§ **Goal of the exercise**: An exact copy of the lines from the start of the material below through the line containing "Reply as one" is the required answer, and it includes no pictures.

§ **Dataset records**:

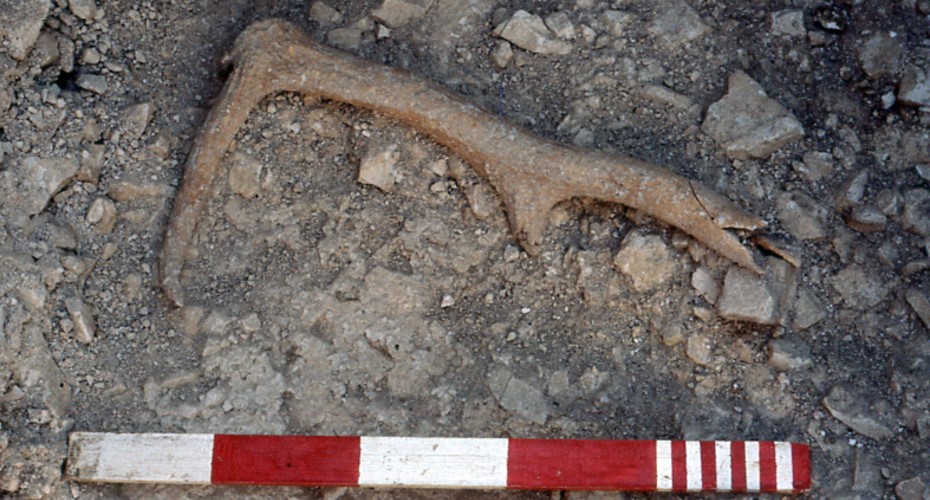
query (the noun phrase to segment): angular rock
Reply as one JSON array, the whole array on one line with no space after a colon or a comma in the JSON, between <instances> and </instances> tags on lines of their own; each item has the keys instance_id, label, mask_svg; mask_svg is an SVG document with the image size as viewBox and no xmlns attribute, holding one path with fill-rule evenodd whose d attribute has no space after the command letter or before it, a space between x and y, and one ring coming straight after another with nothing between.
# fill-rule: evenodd
<instances>
[{"instance_id":1,"label":"angular rock","mask_svg":"<svg viewBox=\"0 0 930 500\"><path fill-rule=\"evenodd\" d=\"M39 38L48 0L0 0L0 50L22 61Z\"/></svg>"},{"instance_id":2,"label":"angular rock","mask_svg":"<svg viewBox=\"0 0 930 500\"><path fill-rule=\"evenodd\" d=\"M716 303L717 297L720 296L720 284L707 268L699 267L694 270L691 274L691 286L711 304Z\"/></svg>"},{"instance_id":3,"label":"angular rock","mask_svg":"<svg viewBox=\"0 0 930 500\"><path fill-rule=\"evenodd\" d=\"M894 431L872 414L865 401L842 386L830 390L823 398L823 405L834 418L863 436L876 440L894 437Z\"/></svg>"},{"instance_id":4,"label":"angular rock","mask_svg":"<svg viewBox=\"0 0 930 500\"><path fill-rule=\"evenodd\" d=\"M72 14L85 21L97 18L97 4L94 0L68 0L68 8Z\"/></svg>"},{"instance_id":5,"label":"angular rock","mask_svg":"<svg viewBox=\"0 0 930 500\"><path fill-rule=\"evenodd\" d=\"M780 36L803 37L807 34L804 29L804 11L789 9L772 12L769 16L772 32Z\"/></svg>"},{"instance_id":6,"label":"angular rock","mask_svg":"<svg viewBox=\"0 0 930 500\"><path fill-rule=\"evenodd\" d=\"M622 10L605 10L598 17L604 29L613 36L622 36L633 19L633 14Z\"/></svg>"},{"instance_id":7,"label":"angular rock","mask_svg":"<svg viewBox=\"0 0 930 500\"><path fill-rule=\"evenodd\" d=\"M87 209L85 220L100 234L109 234L116 225L116 205L107 198L97 198Z\"/></svg>"},{"instance_id":8,"label":"angular rock","mask_svg":"<svg viewBox=\"0 0 930 500\"><path fill-rule=\"evenodd\" d=\"M811 182L818 182L820 179L833 173L835 164L833 155L820 151L808 151L804 153L803 163L793 165L795 170Z\"/></svg>"},{"instance_id":9,"label":"angular rock","mask_svg":"<svg viewBox=\"0 0 930 500\"><path fill-rule=\"evenodd\" d=\"M798 298L794 301L794 328L806 330L827 317L823 302L806 288L798 290Z\"/></svg>"},{"instance_id":10,"label":"angular rock","mask_svg":"<svg viewBox=\"0 0 930 500\"><path fill-rule=\"evenodd\" d=\"M769 366L778 371L800 370L812 363L811 348L807 344L787 339L769 342Z\"/></svg>"},{"instance_id":11,"label":"angular rock","mask_svg":"<svg viewBox=\"0 0 930 500\"><path fill-rule=\"evenodd\" d=\"M852 209L846 222L860 233L874 233L885 229L888 217L874 205L860 205Z\"/></svg>"},{"instance_id":12,"label":"angular rock","mask_svg":"<svg viewBox=\"0 0 930 500\"><path fill-rule=\"evenodd\" d=\"M930 191L910 189L904 193L901 225L914 234L930 236Z\"/></svg>"},{"instance_id":13,"label":"angular rock","mask_svg":"<svg viewBox=\"0 0 930 500\"><path fill-rule=\"evenodd\" d=\"M81 166L74 178L96 185L100 181L100 169L103 168L106 152L107 147L103 144L86 144L81 150Z\"/></svg>"},{"instance_id":14,"label":"angular rock","mask_svg":"<svg viewBox=\"0 0 930 500\"><path fill-rule=\"evenodd\" d=\"M614 267L633 280L639 292L654 290L667 282L678 265L660 236L635 231L623 239L614 256Z\"/></svg>"},{"instance_id":15,"label":"angular rock","mask_svg":"<svg viewBox=\"0 0 930 500\"><path fill-rule=\"evenodd\" d=\"M426 14L433 0L384 0L381 6L371 11L371 17L390 28L399 28Z\"/></svg>"},{"instance_id":16,"label":"angular rock","mask_svg":"<svg viewBox=\"0 0 930 500\"><path fill-rule=\"evenodd\" d=\"M262 190L262 163L236 153L229 166L229 189L243 198L254 198Z\"/></svg>"},{"instance_id":17,"label":"angular rock","mask_svg":"<svg viewBox=\"0 0 930 500\"><path fill-rule=\"evenodd\" d=\"M19 196L3 203L15 204L12 208L25 215L35 215L48 205L52 196L71 182L77 173L78 162L72 158L30 156L13 168Z\"/></svg>"},{"instance_id":18,"label":"angular rock","mask_svg":"<svg viewBox=\"0 0 930 500\"><path fill-rule=\"evenodd\" d=\"M901 71L903 55L904 49L897 38L892 38L886 32L878 32L859 48L859 64L869 78L881 78Z\"/></svg>"},{"instance_id":19,"label":"angular rock","mask_svg":"<svg viewBox=\"0 0 930 500\"><path fill-rule=\"evenodd\" d=\"M701 16L684 0L660 0L656 2L655 12L647 31L666 49L677 49L710 31Z\"/></svg>"},{"instance_id":20,"label":"angular rock","mask_svg":"<svg viewBox=\"0 0 930 500\"><path fill-rule=\"evenodd\" d=\"M917 317L924 323L927 330L930 330L930 300L914 288L909 289L904 298L914 309L914 312L917 313Z\"/></svg>"},{"instance_id":21,"label":"angular rock","mask_svg":"<svg viewBox=\"0 0 930 500\"><path fill-rule=\"evenodd\" d=\"M824 220L826 208L801 192L782 193L775 201L778 221L798 240L820 240L827 237Z\"/></svg>"},{"instance_id":22,"label":"angular rock","mask_svg":"<svg viewBox=\"0 0 930 500\"><path fill-rule=\"evenodd\" d=\"M804 127L742 71L730 75L727 94L707 109L701 126L736 159L768 158L804 136Z\"/></svg>"},{"instance_id":23,"label":"angular rock","mask_svg":"<svg viewBox=\"0 0 930 500\"><path fill-rule=\"evenodd\" d=\"M498 403L501 408L539 425L549 418L549 405L542 390L516 377L507 382Z\"/></svg>"},{"instance_id":24,"label":"angular rock","mask_svg":"<svg viewBox=\"0 0 930 500\"><path fill-rule=\"evenodd\" d=\"M100 95L106 94L109 88L106 78L102 75L95 75L92 73L84 73L79 76L77 79L77 86Z\"/></svg>"},{"instance_id":25,"label":"angular rock","mask_svg":"<svg viewBox=\"0 0 930 500\"><path fill-rule=\"evenodd\" d=\"M865 188L869 183L869 171L863 169L846 180L836 195L836 207L839 209L858 205L865 196Z\"/></svg>"},{"instance_id":26,"label":"angular rock","mask_svg":"<svg viewBox=\"0 0 930 500\"><path fill-rule=\"evenodd\" d=\"M688 337L688 343L685 344L685 354L695 364L707 367L712 367L715 364L711 341L705 335Z\"/></svg>"},{"instance_id":27,"label":"angular rock","mask_svg":"<svg viewBox=\"0 0 930 500\"><path fill-rule=\"evenodd\" d=\"M575 39L575 25L564 10L549 14L546 17L546 27L562 40Z\"/></svg>"},{"instance_id":28,"label":"angular rock","mask_svg":"<svg viewBox=\"0 0 930 500\"><path fill-rule=\"evenodd\" d=\"M831 283L846 305L854 309L875 307L888 295L884 283L856 265L836 273Z\"/></svg>"},{"instance_id":29,"label":"angular rock","mask_svg":"<svg viewBox=\"0 0 930 500\"><path fill-rule=\"evenodd\" d=\"M121 125L126 131L129 139L138 139L142 137L145 128L152 121L152 115L155 113L155 106L150 102L134 104L123 110Z\"/></svg>"},{"instance_id":30,"label":"angular rock","mask_svg":"<svg viewBox=\"0 0 930 500\"><path fill-rule=\"evenodd\" d=\"M730 267L723 280L723 293L717 310L725 319L773 325L777 321L778 300L765 279L741 267Z\"/></svg>"},{"instance_id":31,"label":"angular rock","mask_svg":"<svg viewBox=\"0 0 930 500\"><path fill-rule=\"evenodd\" d=\"M491 51L491 62L498 68L506 68L511 59L513 59L513 48L510 47L510 42L498 41Z\"/></svg>"},{"instance_id":32,"label":"angular rock","mask_svg":"<svg viewBox=\"0 0 930 500\"><path fill-rule=\"evenodd\" d=\"M542 18L525 10L514 12L510 19L497 26L494 34L536 54L565 55L572 51L572 45L557 40Z\"/></svg>"},{"instance_id":33,"label":"angular rock","mask_svg":"<svg viewBox=\"0 0 930 500\"><path fill-rule=\"evenodd\" d=\"M362 46L362 30L357 28L336 28L326 33L326 43L348 52L355 52Z\"/></svg>"},{"instance_id":34,"label":"angular rock","mask_svg":"<svg viewBox=\"0 0 930 500\"><path fill-rule=\"evenodd\" d=\"M898 102L911 106L930 106L930 73L910 66L898 87Z\"/></svg>"},{"instance_id":35,"label":"angular rock","mask_svg":"<svg viewBox=\"0 0 930 500\"><path fill-rule=\"evenodd\" d=\"M690 97L679 94L665 85L646 85L641 95L652 102L678 109L689 109L693 104Z\"/></svg>"},{"instance_id":36,"label":"angular rock","mask_svg":"<svg viewBox=\"0 0 930 500\"><path fill-rule=\"evenodd\" d=\"M167 184L117 181L110 184L107 196L117 202L135 201L143 198L163 198L171 196L173 190Z\"/></svg>"},{"instance_id":37,"label":"angular rock","mask_svg":"<svg viewBox=\"0 0 930 500\"><path fill-rule=\"evenodd\" d=\"M342 22L342 14L326 2L313 2L310 19L324 25L336 25Z\"/></svg>"},{"instance_id":38,"label":"angular rock","mask_svg":"<svg viewBox=\"0 0 930 500\"><path fill-rule=\"evenodd\" d=\"M894 487L894 494L900 500L926 500L930 497L930 491L927 491L927 485L920 476L899 482Z\"/></svg>"},{"instance_id":39,"label":"angular rock","mask_svg":"<svg viewBox=\"0 0 930 500\"><path fill-rule=\"evenodd\" d=\"M396 144L369 150L358 169L358 181L390 192L394 189L394 165L399 157Z\"/></svg>"},{"instance_id":40,"label":"angular rock","mask_svg":"<svg viewBox=\"0 0 930 500\"><path fill-rule=\"evenodd\" d=\"M71 316L74 323L74 339L82 344L90 344L94 341L94 334L97 331L97 322L94 320L94 314L90 307L78 297L72 297L65 300L65 308Z\"/></svg>"}]
</instances>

§ **Output below**:
query (the noun phrase to segment): angular rock
Reply as one JSON array, the whole array on one line with no space after a colon or a comma in the JSON, between <instances> and </instances> tags on lines of their own; each item has the keys instance_id, label, mask_svg; mask_svg is an SVG document with the image size as viewBox and no xmlns attribute, holding one path with fill-rule evenodd whose d attribute has no space after the command letter or before it, a space between x and y, and one ring coming straight after another with nothing between.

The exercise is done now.